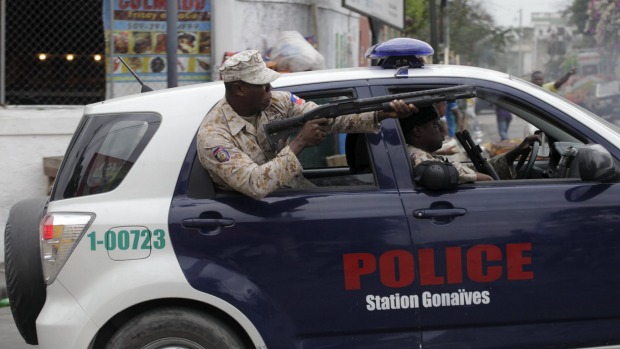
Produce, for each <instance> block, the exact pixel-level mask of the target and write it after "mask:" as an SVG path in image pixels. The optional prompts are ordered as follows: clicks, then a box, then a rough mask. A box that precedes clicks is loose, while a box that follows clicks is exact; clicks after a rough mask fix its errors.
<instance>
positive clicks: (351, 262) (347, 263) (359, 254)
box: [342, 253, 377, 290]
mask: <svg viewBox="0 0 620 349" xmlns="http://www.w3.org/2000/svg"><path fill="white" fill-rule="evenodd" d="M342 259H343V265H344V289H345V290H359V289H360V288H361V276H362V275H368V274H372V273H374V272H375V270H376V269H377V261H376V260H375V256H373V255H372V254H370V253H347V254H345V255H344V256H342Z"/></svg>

#####

**Exercise aim:**
What lines in the data include the string "instance"? Copy each one.

**Final answer:**
Produce, for each <instance> block, the exact pixel-level mask of the target and write it after "mask:" as an SVG path in image pixels. The optional prompts are ordered as follows: clicks, then a box, then a rough mask. A box that precedes clicks is loose, while a box that follows clicks is exact; clicks after a rough mask fix its errors.
<instance>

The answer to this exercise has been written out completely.